→ Written request
Please copy the lines below, swapping "automated visual grounding system" for "automatic object localization tool" wherever it occurs and keeping everything else the same.

→ Source material
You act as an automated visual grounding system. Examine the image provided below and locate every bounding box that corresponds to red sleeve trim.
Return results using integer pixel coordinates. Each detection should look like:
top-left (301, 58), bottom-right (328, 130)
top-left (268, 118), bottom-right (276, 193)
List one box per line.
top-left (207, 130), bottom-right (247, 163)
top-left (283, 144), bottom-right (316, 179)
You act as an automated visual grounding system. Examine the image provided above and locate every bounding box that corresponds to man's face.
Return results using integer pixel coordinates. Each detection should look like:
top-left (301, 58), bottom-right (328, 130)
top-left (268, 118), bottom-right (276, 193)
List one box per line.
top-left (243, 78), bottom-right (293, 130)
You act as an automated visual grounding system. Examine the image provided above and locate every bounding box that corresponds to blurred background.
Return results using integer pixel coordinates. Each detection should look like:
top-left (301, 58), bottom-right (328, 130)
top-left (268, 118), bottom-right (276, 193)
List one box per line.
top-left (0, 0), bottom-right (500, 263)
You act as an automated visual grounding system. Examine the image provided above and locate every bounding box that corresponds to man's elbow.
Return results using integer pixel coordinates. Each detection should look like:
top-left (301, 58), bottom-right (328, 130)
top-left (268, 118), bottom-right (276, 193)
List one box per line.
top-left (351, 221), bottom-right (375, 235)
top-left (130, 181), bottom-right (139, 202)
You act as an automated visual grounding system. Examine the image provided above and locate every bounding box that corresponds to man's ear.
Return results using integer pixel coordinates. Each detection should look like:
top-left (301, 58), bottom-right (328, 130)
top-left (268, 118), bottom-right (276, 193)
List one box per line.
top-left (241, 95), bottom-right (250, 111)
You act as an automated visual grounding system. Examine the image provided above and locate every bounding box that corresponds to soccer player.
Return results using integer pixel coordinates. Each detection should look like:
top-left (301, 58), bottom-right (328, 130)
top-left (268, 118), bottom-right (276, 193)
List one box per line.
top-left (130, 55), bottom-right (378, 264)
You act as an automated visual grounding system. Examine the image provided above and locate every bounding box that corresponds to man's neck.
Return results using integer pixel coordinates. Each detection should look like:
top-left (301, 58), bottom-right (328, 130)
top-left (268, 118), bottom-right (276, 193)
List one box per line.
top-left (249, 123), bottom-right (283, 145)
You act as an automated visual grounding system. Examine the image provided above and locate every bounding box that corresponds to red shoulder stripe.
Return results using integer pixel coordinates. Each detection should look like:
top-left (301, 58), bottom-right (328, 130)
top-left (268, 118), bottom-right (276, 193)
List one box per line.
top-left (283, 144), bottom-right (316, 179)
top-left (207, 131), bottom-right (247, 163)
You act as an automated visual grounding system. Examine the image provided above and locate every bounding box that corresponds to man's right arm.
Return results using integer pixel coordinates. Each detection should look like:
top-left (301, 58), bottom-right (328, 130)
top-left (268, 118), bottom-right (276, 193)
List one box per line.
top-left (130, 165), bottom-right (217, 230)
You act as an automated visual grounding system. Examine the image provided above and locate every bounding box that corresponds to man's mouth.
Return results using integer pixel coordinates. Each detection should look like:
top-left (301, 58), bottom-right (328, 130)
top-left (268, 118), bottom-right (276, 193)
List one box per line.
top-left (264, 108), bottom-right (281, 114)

→ Solution to this exercise
You act as an automatic object localization tool. Examine the image provided below and locate every bounding box that corresponds to red sleeve trim.
Return results using integer pixel coordinates. Each detection should look like:
top-left (301, 58), bottom-right (328, 130)
top-left (268, 118), bottom-right (276, 193)
List one box per line.
top-left (207, 130), bottom-right (247, 163)
top-left (283, 144), bottom-right (316, 179)
You act as an automatic object localization tool. Examine the image provided above and locate every bounding box that corresponds to man's face.
Return results using integer pixel coordinates. Each detection should look like:
top-left (301, 58), bottom-right (328, 130)
top-left (268, 118), bottom-right (276, 193)
List one box per line.
top-left (243, 78), bottom-right (293, 130)
You act as an automatic object localization tool. Examine the image provided above and locate every bounding box that corresponds to blurred background.
Return results using integer pixel coordinates. Each detection should look like:
top-left (301, 58), bottom-right (328, 130)
top-left (268, 118), bottom-right (276, 193)
List one box per line.
top-left (0, 0), bottom-right (500, 263)
You act as an automatic object localization tool. Examine the image provided above and locate every bounding box that corresponds to man's elbow.
Return results using integer pixel coordinates. Each detection should look like:
top-left (301, 58), bottom-right (328, 130)
top-left (268, 118), bottom-right (276, 193)
List one box per line.
top-left (351, 221), bottom-right (375, 235)
top-left (130, 181), bottom-right (139, 202)
You act as an automatic object localization tool. Examine the image provided above and locate every bounding box that corresponds to man's ear.
Return results using integer pixel coordinates. Each detection should look like:
top-left (301, 58), bottom-right (328, 130)
top-left (268, 118), bottom-right (276, 193)
List one box per line.
top-left (241, 95), bottom-right (250, 111)
You act as an automatic object localization tool. Examine the image provided above and locate every bounding box that corresponds to soccer player.
Return results using integer pixel coordinates. Each detection should look like:
top-left (301, 58), bottom-right (328, 130)
top-left (268, 118), bottom-right (276, 193)
List one box per line.
top-left (130, 55), bottom-right (378, 264)
You act as an automatic object localization tool. Examine the image provided above and locate every bounding box that corresponds to man's neck.
Return results using integer pixel coordinates. Each detection should look like:
top-left (301, 58), bottom-right (328, 130)
top-left (268, 118), bottom-right (276, 193)
List one box per line.
top-left (249, 123), bottom-right (283, 145)
You act as an automatic object localization tool. Examine the image provided above and locate every bounding box that corresponds to red shoulder stripe.
Return results using integer pixel coordinates. Each detection should look like:
top-left (301, 58), bottom-right (328, 130)
top-left (268, 118), bottom-right (276, 193)
List one box per line.
top-left (283, 144), bottom-right (316, 179)
top-left (207, 131), bottom-right (247, 163)
You act as an automatic object localization tool. Examine the image provided above and locate every bounding box that corresponds to man's right arm.
Return results using integer pixel coordinates. Each detection should look like:
top-left (301, 58), bottom-right (328, 130)
top-left (268, 118), bottom-right (276, 193)
List one box per line.
top-left (130, 165), bottom-right (217, 230)
You act as an automatic object localization tool. Examine the image provided above and locate every bounding box that corresponds to man's mouth.
Return results using integer pixel coordinates. Each detection should look like:
top-left (301, 58), bottom-right (328, 130)
top-left (268, 118), bottom-right (276, 193)
List one box per line.
top-left (264, 108), bottom-right (281, 114)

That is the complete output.